=== EXERCISE AIM ===
For this exercise, return the line containing "box: [287, 281, 308, 342]" and every line after it through the end of the records below, without alteration.

────────

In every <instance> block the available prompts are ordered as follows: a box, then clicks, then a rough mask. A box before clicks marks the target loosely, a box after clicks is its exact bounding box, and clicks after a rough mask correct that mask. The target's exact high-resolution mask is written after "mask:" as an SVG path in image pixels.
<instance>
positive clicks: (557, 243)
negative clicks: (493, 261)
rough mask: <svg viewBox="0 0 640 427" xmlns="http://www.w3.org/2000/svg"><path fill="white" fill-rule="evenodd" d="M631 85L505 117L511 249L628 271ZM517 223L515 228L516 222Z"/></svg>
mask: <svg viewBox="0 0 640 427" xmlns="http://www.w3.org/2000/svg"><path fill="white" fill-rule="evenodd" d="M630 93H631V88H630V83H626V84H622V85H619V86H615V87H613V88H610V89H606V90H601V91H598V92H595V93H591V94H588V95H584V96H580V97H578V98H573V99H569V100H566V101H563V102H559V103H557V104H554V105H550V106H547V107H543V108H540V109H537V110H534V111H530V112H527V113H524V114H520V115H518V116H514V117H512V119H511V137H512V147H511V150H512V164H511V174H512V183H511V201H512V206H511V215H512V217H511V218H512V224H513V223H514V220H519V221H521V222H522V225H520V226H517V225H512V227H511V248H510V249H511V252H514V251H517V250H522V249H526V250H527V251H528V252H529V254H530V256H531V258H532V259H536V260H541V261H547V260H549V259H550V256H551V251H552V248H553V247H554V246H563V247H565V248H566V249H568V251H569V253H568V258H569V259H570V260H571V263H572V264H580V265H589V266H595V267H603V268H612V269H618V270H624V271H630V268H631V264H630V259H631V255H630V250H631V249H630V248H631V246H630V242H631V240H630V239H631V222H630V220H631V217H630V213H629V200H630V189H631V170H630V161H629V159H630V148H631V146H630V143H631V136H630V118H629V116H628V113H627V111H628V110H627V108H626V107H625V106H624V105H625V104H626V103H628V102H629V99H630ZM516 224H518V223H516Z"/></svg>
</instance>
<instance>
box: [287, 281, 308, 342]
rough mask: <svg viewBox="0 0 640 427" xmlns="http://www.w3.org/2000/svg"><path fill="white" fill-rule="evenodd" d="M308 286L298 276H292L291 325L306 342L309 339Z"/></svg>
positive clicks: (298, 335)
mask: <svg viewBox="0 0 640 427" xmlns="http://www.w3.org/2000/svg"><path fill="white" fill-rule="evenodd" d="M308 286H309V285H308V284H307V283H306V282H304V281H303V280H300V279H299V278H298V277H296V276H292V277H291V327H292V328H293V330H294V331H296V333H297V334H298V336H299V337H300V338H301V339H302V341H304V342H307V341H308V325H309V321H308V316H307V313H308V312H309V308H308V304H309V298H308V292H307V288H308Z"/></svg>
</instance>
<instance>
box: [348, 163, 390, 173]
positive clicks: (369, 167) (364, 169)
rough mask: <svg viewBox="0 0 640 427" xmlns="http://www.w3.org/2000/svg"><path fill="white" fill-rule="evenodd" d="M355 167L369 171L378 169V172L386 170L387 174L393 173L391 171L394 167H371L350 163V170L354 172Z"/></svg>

────────

=== SOLVED EXERCISE ===
box: [287, 281, 308, 342]
rough mask: <svg viewBox="0 0 640 427" xmlns="http://www.w3.org/2000/svg"><path fill="white" fill-rule="evenodd" d="M308 286L298 276H292L291 325L306 342L309 339Z"/></svg>
positive clicks: (298, 335)
mask: <svg viewBox="0 0 640 427" xmlns="http://www.w3.org/2000/svg"><path fill="white" fill-rule="evenodd" d="M308 286H309V285H308V284H307V283H306V282H304V281H303V280H300V279H299V278H298V277H296V276H292V277H291V327H292V328H293V330H294V331H296V333H297V334H298V336H299V337H300V338H301V339H302V341H304V342H307V341H308V325H309V321H308V316H307V313H308V312H309V308H308V304H309V298H308V292H307V288H308Z"/></svg>
</instance>
<instance>
box: [348, 163, 390, 173]
positive clicks: (369, 167) (364, 169)
rough mask: <svg viewBox="0 0 640 427" xmlns="http://www.w3.org/2000/svg"><path fill="white" fill-rule="evenodd" d="M355 167L369 171L378 169V172L386 170L387 174L393 173L391 171L394 167H371L350 163V170L354 172Z"/></svg>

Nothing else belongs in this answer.